## BEGIN Excerpt provided

Ariel Rivka Dance, Carolyn Dorfman Dance Company, featured soloists Carrie Ellmore-Tallitsch and Paul Dennis, with special guest works by Sean Curran

Directed by Ariel Grossman and David Homan

Off Off Broadway, Dance
Ran May 28-30
NY Live Arts, 219 West 19th Street


by Jane Sato on 6.1.15

Ariel Rivka group showCarolyn Dorfman Dance Company. Photo by Paula Lobo.


BOTTOM LINE: An elegant array of choreographers and musicians curated by Ariel Rivka Dance.

This curated evening of dance showcases featured the choreography of Ariel Grossman of Ariel Rivka Dance (ARD), Sean Curran, Katarzyna Skarpetowska, Deborah Goffe and Carolyn Dorfman. A large portion of the performance was performed with live music that ranged from string quartet and brass ensemble to beat boxing. Esteemed choreographer Sean Curran showcased 2 premieres.
Study for 3 Women from Bishkeh is a trio by Sean Curran where the women leaped through phrases with Barbie-like positions of the feet, swirling movements and characteristic walks that carved the space. The women stopped at moments to scan the horizon, and although the recurring themes and phrases were pleasant, it felt much like a study that revealed a new composition than a story.
The next haunting solo of a ghost-like woman, danced by Carrie Ellmore-Tallitsch, Zjawa was sultry, tragic and mesmerizing. Ellmore-Tallitsch, well versed in Graham technique as a principal dancer in the Martha Graham Dance Company packed a punch. She imparted clarity to her emotions while keeping the audience wondering how this women found herself in this place. She trudged in backwards as if being rewound through space and her phrases felt like flash back scenes as they were repeated. At the end, she fades out of sight into the blackness again. The music by John Zorn encapsulated the yearning that her body brought forth and was a strong ally alongside Scarpetowska's bold statement. 
Desert Dance/Even Here, a group ensemble danced by ARD and created by Sean Curran was beautifully lit and costumed as the dancers fluttered from one side of the stage to the other like tumbleweeds at sunset. They clad red and tan and white tones by Amanda Shafran that added a tone to the piece. There was a playful yet conscious approach to the phrasing. The desert landscape came alive in their simple but profound gestures.

## END Excerpt provided

*Problem details:*
Can you update the dance review's passage starting at "This curated evening" and ending at "showcased 2 premieres.", swapping "string quartet" for "piano trio"?

## BEGIN Information supplied

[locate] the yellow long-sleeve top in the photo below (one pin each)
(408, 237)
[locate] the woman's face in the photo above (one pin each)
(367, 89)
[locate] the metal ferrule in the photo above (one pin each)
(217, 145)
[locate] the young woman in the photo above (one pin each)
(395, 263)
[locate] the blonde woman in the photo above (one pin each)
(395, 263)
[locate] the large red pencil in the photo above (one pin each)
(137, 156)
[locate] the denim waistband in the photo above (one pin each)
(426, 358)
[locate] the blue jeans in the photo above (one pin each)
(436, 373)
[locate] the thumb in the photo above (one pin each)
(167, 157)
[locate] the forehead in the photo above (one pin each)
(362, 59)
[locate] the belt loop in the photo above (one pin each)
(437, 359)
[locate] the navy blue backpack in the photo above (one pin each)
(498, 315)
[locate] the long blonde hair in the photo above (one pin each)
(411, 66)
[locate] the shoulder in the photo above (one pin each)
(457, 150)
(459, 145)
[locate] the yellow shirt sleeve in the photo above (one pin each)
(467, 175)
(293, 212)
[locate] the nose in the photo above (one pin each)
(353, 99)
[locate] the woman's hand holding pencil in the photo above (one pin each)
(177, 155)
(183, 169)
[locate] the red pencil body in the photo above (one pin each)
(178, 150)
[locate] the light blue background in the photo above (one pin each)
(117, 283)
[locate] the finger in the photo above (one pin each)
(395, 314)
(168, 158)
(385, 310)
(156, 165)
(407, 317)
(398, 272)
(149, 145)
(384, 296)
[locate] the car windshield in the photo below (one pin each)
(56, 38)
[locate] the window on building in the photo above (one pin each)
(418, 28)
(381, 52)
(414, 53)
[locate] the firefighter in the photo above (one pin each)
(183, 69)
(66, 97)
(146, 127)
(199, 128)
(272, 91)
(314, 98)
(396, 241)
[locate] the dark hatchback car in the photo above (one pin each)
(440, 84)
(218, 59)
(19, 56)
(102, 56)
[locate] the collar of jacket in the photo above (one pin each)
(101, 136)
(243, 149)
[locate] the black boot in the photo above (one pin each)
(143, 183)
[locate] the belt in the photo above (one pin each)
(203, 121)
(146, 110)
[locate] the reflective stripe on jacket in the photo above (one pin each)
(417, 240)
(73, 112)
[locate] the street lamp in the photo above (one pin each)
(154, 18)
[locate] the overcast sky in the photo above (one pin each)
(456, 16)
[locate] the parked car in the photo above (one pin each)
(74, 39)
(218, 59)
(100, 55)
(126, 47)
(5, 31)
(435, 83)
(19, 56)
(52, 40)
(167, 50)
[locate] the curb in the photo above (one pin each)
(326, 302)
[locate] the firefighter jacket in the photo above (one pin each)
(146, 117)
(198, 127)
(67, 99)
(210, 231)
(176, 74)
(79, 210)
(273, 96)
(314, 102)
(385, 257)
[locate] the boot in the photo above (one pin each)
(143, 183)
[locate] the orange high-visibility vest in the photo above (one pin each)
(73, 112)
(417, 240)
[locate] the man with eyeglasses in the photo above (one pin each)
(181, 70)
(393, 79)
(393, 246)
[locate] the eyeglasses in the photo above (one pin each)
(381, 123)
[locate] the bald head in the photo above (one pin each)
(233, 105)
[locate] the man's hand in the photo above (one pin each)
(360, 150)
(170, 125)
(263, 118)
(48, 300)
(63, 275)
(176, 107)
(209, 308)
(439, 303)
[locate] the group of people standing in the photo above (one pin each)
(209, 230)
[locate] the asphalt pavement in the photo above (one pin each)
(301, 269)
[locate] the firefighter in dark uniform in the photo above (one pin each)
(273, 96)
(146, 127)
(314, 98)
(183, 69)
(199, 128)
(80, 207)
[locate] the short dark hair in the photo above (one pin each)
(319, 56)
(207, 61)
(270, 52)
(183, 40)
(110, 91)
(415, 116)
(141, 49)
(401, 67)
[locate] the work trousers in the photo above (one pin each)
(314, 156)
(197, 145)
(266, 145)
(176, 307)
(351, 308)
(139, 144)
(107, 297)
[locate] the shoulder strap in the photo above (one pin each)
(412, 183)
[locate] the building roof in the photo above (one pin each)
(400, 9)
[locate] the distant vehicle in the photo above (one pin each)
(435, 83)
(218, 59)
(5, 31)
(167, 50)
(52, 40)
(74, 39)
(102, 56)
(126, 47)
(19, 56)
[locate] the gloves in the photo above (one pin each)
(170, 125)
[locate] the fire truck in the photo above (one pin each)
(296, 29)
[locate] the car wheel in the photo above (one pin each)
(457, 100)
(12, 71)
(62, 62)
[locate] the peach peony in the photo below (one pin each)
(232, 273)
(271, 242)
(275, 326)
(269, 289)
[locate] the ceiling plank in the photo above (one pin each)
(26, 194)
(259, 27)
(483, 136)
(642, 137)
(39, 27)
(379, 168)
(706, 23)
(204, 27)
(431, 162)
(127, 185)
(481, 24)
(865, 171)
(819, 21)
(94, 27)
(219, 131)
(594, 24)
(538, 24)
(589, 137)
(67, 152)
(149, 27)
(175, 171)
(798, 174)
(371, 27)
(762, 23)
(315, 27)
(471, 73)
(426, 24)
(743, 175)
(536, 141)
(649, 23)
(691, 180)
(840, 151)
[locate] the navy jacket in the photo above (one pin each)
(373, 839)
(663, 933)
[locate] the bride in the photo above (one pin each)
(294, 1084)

## END Information supplied

*Solution:*
This curated evening of dance showcases featured the choreography of Ariel Grossman of Ariel Rivka Dance (ARD), Sean Curran, Katarzyna Skarpetowska, Deborah Goffe and Carolyn Dorfman. A large portion of the performance was performed with live music that ranged from piano trio and brass ensemble to beat boxing. Esteemed choreographer Sean Curran showcased 2 premieres.